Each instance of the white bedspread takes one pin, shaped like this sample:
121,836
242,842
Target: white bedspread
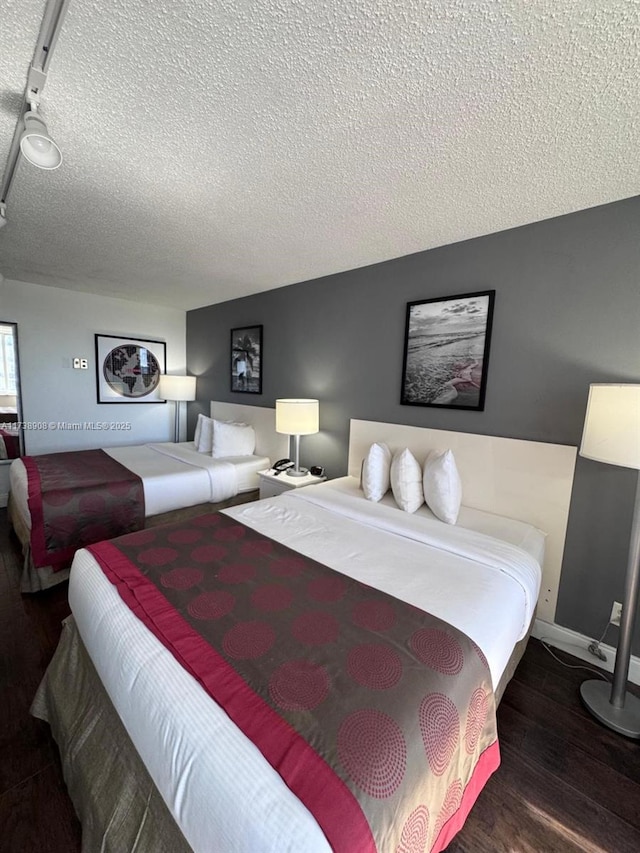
214,781
173,476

▶ _GOAL_: Reproduce every line of the data above without any changes, leaving out the pictures.

▶ _SOLUTION FOR THIS TASK_:
Each instance of the white bedspread takes one pin, shaped like this sample:
121,836
242,842
Target: white bedspread
214,781
173,476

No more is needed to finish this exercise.